### STORED DATA

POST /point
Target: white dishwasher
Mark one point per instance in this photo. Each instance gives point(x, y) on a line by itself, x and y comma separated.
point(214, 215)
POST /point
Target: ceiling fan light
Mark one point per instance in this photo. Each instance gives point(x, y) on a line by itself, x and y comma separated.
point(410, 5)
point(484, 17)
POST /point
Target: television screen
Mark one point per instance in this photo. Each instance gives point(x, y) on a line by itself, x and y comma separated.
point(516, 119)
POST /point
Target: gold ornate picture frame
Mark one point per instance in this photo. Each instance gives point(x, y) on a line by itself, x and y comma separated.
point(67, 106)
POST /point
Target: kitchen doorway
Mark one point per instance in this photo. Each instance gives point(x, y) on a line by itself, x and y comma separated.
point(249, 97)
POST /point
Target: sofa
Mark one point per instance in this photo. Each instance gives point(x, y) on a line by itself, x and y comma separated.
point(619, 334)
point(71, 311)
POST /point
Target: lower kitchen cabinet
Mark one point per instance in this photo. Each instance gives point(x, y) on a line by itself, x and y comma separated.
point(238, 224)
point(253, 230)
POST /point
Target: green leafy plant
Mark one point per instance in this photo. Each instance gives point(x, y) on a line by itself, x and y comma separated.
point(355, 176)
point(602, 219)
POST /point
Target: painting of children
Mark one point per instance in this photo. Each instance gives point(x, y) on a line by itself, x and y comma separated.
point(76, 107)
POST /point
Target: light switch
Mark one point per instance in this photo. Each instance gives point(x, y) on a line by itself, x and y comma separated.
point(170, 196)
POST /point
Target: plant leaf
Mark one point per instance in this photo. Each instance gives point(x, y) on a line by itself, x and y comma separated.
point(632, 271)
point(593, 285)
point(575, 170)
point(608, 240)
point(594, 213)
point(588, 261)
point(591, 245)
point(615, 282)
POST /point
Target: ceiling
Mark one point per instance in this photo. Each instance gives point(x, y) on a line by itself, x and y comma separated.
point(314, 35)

* * *

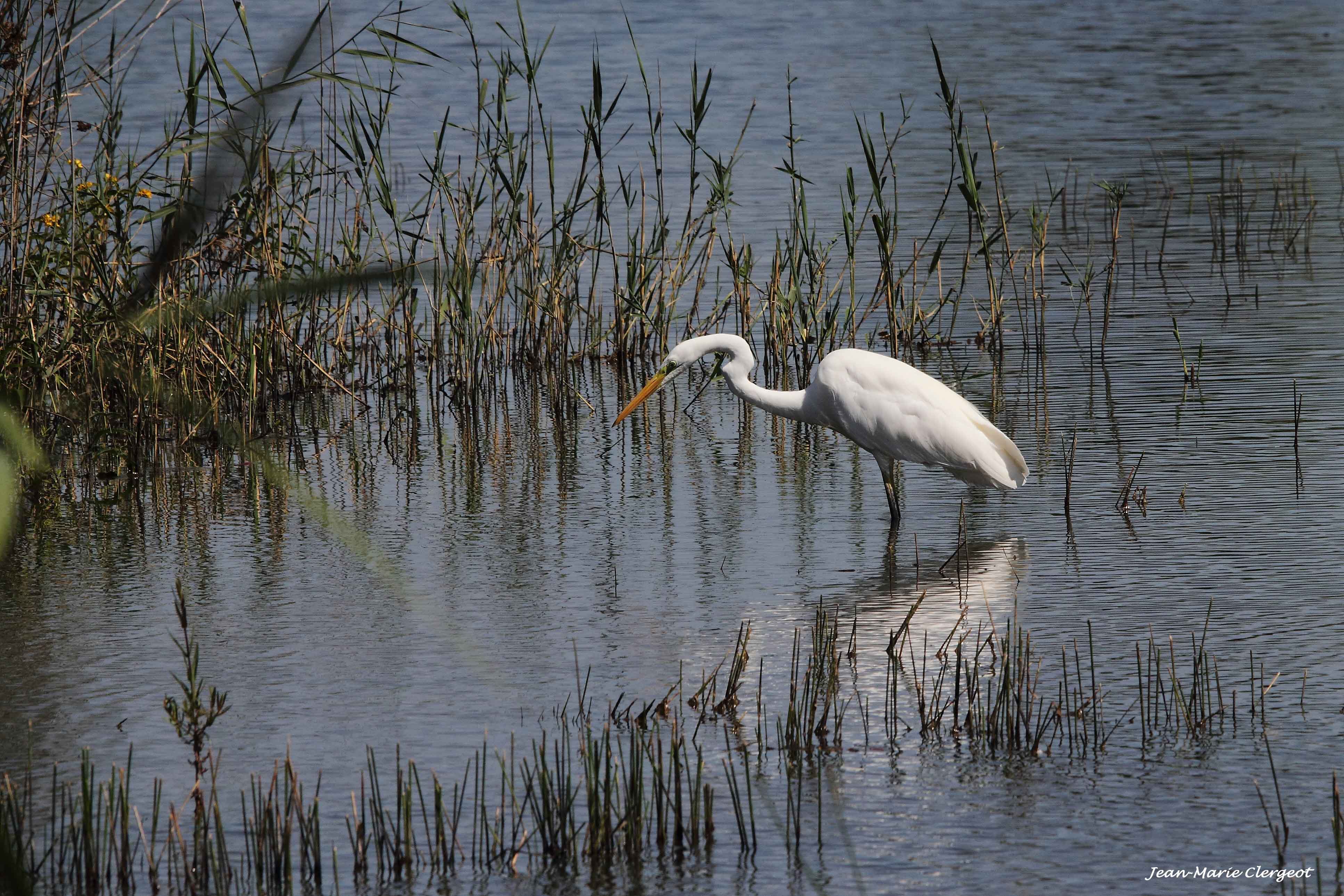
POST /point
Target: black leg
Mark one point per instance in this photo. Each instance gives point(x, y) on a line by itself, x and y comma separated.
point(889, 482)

* * *

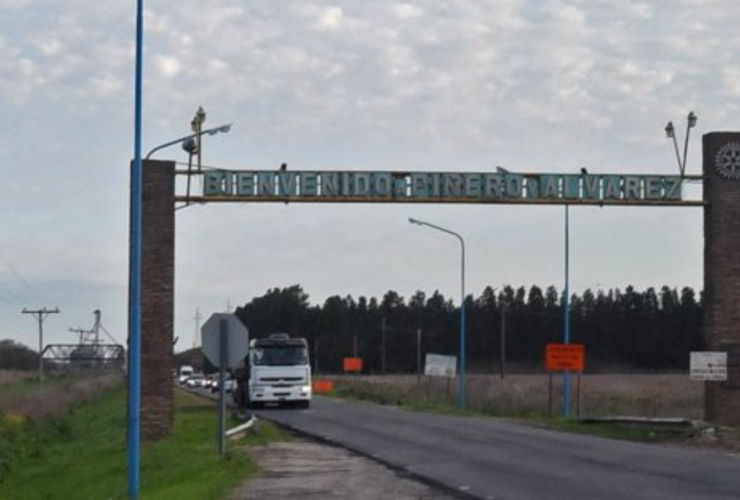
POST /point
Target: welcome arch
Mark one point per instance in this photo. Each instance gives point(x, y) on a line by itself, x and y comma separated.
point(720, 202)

### WHAT YOU HAVE TO DO
Copy every line of the material above that contains the word "ceiling", treating uppercase and lowercase as different.

### FULL RESPONSE
Target: ceiling fan light
Target: ceiling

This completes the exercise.